Written exercise
Pictures in the records should not be copied, but every other part must be repeated exactly.
## BEGIN
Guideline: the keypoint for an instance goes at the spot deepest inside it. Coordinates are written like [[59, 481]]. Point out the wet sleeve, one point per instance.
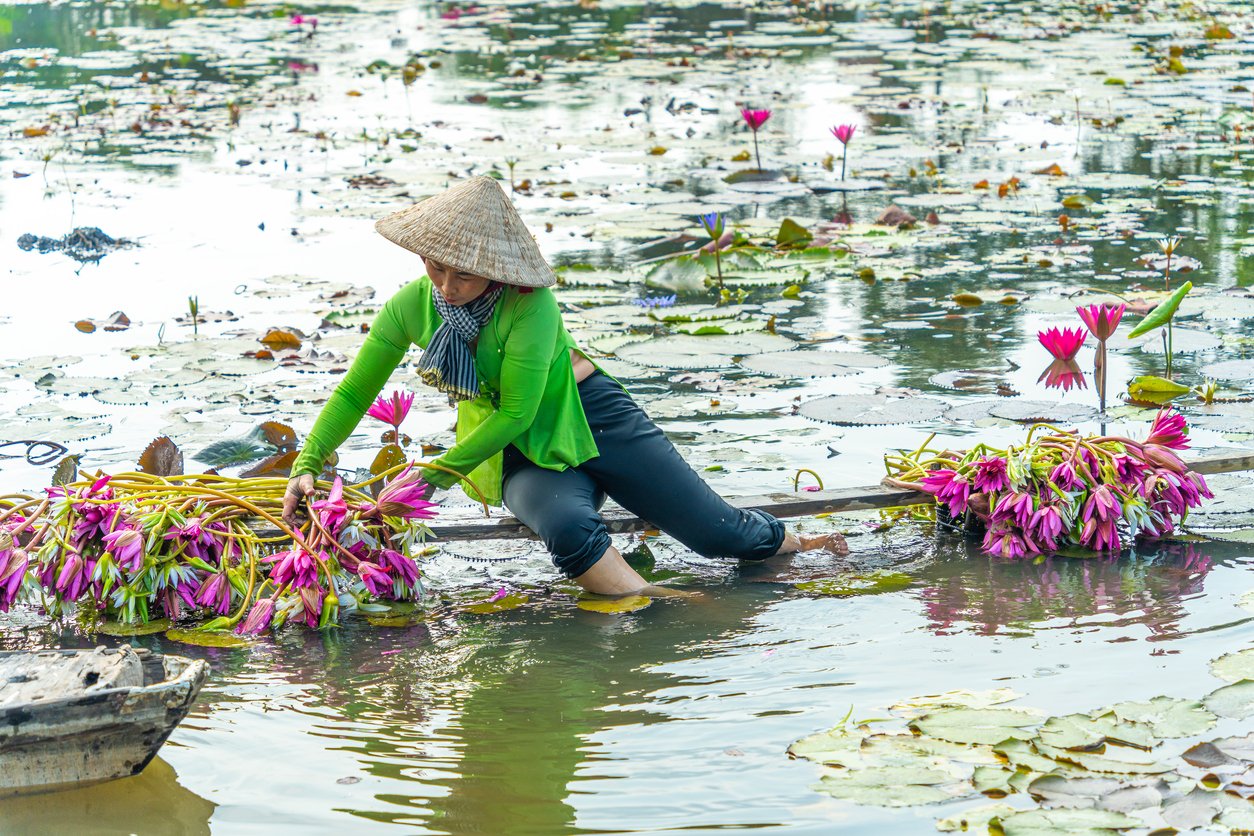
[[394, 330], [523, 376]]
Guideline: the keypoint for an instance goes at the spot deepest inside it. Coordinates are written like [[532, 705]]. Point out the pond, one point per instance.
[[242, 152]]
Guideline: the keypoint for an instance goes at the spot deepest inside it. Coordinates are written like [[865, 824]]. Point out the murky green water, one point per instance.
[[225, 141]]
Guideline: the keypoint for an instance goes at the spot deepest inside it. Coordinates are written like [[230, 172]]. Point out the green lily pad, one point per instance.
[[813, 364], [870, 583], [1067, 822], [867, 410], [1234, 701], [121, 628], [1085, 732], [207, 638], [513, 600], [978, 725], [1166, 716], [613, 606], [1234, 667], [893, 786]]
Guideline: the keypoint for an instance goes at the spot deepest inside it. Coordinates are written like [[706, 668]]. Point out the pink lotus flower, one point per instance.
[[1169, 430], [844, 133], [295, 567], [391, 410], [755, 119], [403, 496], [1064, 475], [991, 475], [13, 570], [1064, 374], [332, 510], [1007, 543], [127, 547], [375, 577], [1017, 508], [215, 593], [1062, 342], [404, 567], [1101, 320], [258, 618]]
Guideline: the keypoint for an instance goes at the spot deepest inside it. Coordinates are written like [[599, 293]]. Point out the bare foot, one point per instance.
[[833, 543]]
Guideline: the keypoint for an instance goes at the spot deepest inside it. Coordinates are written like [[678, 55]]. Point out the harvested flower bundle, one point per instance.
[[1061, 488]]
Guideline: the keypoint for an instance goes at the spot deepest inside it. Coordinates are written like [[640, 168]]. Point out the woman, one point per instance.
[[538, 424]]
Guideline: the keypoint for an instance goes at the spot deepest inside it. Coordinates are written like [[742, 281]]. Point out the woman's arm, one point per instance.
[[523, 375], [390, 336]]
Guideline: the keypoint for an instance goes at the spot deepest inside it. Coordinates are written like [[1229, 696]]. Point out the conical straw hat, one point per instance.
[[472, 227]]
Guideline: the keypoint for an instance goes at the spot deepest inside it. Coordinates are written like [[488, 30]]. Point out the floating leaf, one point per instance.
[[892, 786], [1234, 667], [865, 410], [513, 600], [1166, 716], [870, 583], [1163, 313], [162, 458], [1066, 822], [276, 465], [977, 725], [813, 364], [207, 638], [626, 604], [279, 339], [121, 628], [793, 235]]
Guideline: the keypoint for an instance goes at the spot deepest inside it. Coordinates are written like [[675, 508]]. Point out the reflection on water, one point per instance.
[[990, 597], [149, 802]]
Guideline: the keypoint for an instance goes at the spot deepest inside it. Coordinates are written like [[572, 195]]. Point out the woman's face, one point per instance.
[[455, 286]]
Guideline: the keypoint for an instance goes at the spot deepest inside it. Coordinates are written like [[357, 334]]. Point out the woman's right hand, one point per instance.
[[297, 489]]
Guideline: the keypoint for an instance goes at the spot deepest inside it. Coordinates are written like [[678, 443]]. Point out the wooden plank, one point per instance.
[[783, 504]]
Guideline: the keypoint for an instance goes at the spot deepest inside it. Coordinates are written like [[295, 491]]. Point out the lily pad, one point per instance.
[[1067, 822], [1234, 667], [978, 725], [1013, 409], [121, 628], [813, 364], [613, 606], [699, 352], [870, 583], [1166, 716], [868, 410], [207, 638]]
## END
Correct result
Guideline: the keypoint for an instance goes at the spot deepest inside it. Coordinates are written like [[59, 481]]. Point out the wet sleeve, one point per instance.
[[394, 330], [523, 376]]
Guideline: the keypoint for an instance goes at the spot deepest inside it. Coordinates are written like [[532, 705]]. Point out the pond, one point per instance.
[[242, 152]]
Guideline: the keypoint for an instance goes at the spot deepest inside it. Coordinates are written like [[865, 824]]. Point out the murky green water, one point per instance.
[[225, 141]]
Guideline: the keypoint for an instance goes at the spot deepest inside it. Coordinates are written like [[230, 172]]. Point out the green lily pad, one point per instance.
[[813, 364], [870, 583], [1067, 822], [867, 410], [1234, 701], [121, 628], [1085, 732], [207, 638], [513, 600], [978, 725], [1166, 716], [613, 606], [1234, 667], [893, 786]]
Guideline: the keypoint for an instance goes at the spot deepest inside it. Coordinates are written like [[706, 668]]. Point out the pink lotus flower, one point per instance.
[[1169, 430], [844, 133], [295, 567], [391, 410], [755, 119], [403, 496], [1064, 475], [991, 475], [13, 570], [1064, 374], [332, 510], [1007, 543], [127, 547], [375, 577], [1017, 508], [215, 593], [1062, 342], [404, 567], [1101, 320], [258, 618]]
Guideline: the keypoint for an instance goes at the spot deepest inside it. Coordinates are written like [[599, 293]]. Point out the bare foot, one point per instance.
[[833, 543]]
Guideline: the keypoint for an instance goes at the spot deepest inside it. Coordinates are written like [[678, 55]]. Point out the harvested flower bundle, one point per instance.
[[1061, 488]]
Guideline: the keypoint for an instance goes at the spot deepest inside it. Coordinates are written like [[640, 168]]. Point out the woman, one point per instance.
[[538, 424]]
Guideline: the keypoint for an instance goes at the spot deepest inside it. Coordinates are written like [[742, 281]]. Point out the woman's arm, one point per instance.
[[523, 375], [390, 336]]
Guideline: the keypoint for an instance goes at the spot deepest inside it. Coordinates are written like [[1229, 696]]. Point out the conical straw hat, one point per instance.
[[472, 227]]
Guideline: the keypoint for an instance goes at the spot deepest inside it. Coordinates are written like [[488, 30]]. Point out the floating leaf, one point per instance.
[[892, 786], [1234, 667], [865, 410], [513, 600], [1166, 716], [870, 583], [1163, 313], [162, 458], [1066, 822], [276, 465], [977, 725], [813, 364], [207, 638], [626, 604], [279, 339], [121, 628], [793, 235]]
Guideline: the keypoint for an instance goes at the spot deepest inside it. Coordinates are written like [[675, 508]]. Point out the reflection on water, one point per instance.
[[990, 597], [149, 802]]
Guideline: the keypoint for an instance goes at the spot deepest inside it. Coordinates are written like [[572, 195]]. Point out the woman's face, one point per instance.
[[455, 286]]
Guideline: the keypoint for an instance goes at the spot deepest inside it. Coordinates are written like [[357, 334]]. Point out the woman's right hand, one point per instance.
[[297, 489]]
Guideline: the keypoint for an instance goes at the spot deepest inside it. Coordinates are written like [[678, 443]]. Point out the wooden plank, one point per instance.
[[783, 504]]
Guideline: the keypoint for an instance goes at the spot deepest inside it. Coordinates are written like [[295, 491]]. Point out the lily pad, one point per instance.
[[1067, 822], [1234, 667], [978, 725], [1013, 409], [121, 628], [813, 364], [613, 606], [699, 352], [870, 583], [1166, 716], [868, 410], [207, 638]]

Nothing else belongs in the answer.